Extrait:

= = = = = = =

I.5.1.2- Ethnicité comme paradigme
néo-colonialiste
La théorie politique du multiculturalisme mérite
plus qu'une mise en congé expéditive. Les catégories de
l'ethnicité peuvent contribuer à approfondir et à
problématiser avec lucidité le Nouveau Monde social auquel nous
avons affaire. Comme le dit Césaire, << il est temps de mettre
à la raison, ces Nègres qui croient que la révolution,
ça consiste à prendre la place des Blancs et continuer, en lieu
et place, je veux dire sur le dos des Nègres, à faire le
Blanc ». (A. Césaire, 1963 : 84) Nous devons prendre
conscience alors des réalités auxquelles l'Afrique est
confrontée et les prendre de façon raisonnable.

= = = = = = =

Données fournies:
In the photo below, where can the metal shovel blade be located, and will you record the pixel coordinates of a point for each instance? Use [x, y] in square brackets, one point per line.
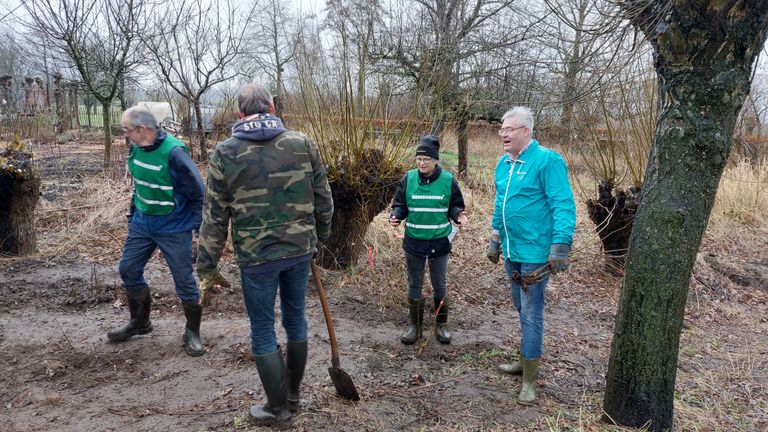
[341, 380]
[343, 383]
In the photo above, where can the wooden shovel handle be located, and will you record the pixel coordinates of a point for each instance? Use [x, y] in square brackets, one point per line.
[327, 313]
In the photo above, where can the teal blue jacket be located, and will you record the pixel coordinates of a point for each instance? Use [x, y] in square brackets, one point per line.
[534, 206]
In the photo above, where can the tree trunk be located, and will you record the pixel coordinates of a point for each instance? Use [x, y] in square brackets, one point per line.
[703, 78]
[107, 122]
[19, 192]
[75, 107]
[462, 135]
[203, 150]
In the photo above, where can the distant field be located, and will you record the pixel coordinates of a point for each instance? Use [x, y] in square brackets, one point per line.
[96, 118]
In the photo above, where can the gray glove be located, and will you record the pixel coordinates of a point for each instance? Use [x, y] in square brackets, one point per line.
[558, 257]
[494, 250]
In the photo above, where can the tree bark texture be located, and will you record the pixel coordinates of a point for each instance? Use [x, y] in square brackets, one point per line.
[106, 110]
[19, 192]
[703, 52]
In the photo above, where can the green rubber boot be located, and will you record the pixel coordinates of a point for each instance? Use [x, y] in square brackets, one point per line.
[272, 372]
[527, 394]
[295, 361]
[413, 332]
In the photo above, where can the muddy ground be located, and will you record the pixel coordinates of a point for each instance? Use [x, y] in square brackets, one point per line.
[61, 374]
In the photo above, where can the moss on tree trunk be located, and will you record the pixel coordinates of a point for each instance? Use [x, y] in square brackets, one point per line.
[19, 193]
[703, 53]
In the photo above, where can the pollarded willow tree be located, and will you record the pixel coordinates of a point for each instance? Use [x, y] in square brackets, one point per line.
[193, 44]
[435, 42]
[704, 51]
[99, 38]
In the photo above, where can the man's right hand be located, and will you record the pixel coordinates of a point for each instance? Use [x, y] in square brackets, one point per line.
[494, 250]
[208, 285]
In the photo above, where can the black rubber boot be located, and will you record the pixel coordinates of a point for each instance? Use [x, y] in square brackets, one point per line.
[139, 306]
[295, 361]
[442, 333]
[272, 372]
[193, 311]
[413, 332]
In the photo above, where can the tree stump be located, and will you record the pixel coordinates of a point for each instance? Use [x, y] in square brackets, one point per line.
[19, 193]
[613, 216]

= = = = = = =

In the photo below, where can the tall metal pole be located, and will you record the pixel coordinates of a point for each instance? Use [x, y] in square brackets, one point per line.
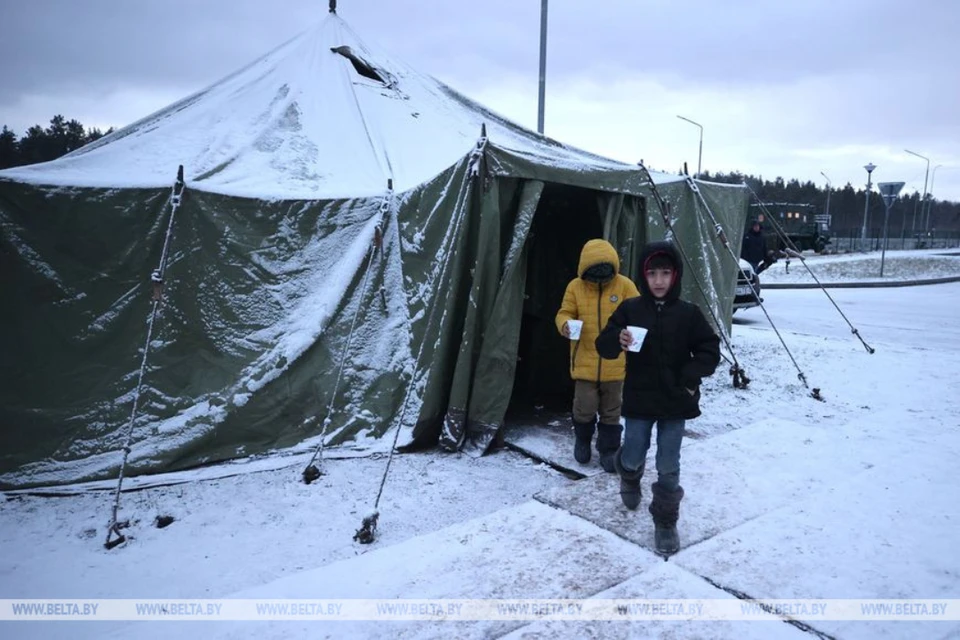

= = = = = = =

Consigne: Pouvez-vous recopier le passage de l'extrait allant de «I.5.1.2- Ethnicité comme» jusqu'à «de façon raisonnable.» en y substituant «clairvoyance» à «lucidité» ?

Corrigé:
I.5.1.2- Ethnicité comme paradigme
néo-colonialiste
La théorie politique du multiculturalisme mérite
plus qu'une mise en congé expéditive. Les catégories de
l'ethnicité peuvent contribuer à approfondir et à
problématiser avec clairvoyance le Nouveau Monde social auquel nous
avons affaire. Comme le dit Césaire, << il est temps de mettre
à la raison, ces Nègres qui croient que la révolution,
ça consiste à prendre la place des Blancs et continuer, en lieu
et place, je veux dire sur le dos des Nègres, à faire le
Blanc ». (A. Césaire, 1963 : 84) Nous devons prendre
conscience alors des réalités auxquelles l'Afrique est
confrontée et les prendre de façon raisonnable.